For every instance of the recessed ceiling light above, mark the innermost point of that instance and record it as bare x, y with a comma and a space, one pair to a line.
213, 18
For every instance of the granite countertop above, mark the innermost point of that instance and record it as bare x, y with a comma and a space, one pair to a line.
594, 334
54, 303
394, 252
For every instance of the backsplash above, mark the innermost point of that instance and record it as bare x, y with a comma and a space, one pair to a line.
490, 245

---

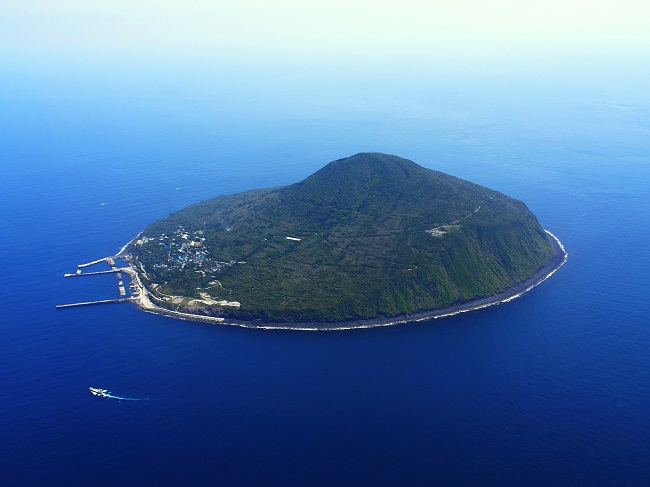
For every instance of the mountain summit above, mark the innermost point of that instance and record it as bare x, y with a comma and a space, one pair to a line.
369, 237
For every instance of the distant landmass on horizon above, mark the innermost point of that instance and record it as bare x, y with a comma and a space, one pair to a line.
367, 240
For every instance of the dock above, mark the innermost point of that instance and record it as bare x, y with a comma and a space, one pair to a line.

Set exercise: Could you give the material as a Markdown table with the columns No. and Entry, starting at the line that has "For every instance of the distant" and stopping after the line that has "For every instance of the dock", with one numbered row per line and blank lines left out?

Problem solution:
| No. | Entry |
|---|---|
| 1 | For every instance of the distant landmass on horizon above, mark the innermost point of that instance and record it as bare x, y with a comma and a space, one pair to a line. |
| 2 | 367, 240 |
| 3 | For every instance of the dock above, mark the innermost point of that instance and record it as bare x, y with a comma and a space, one pair to a line. |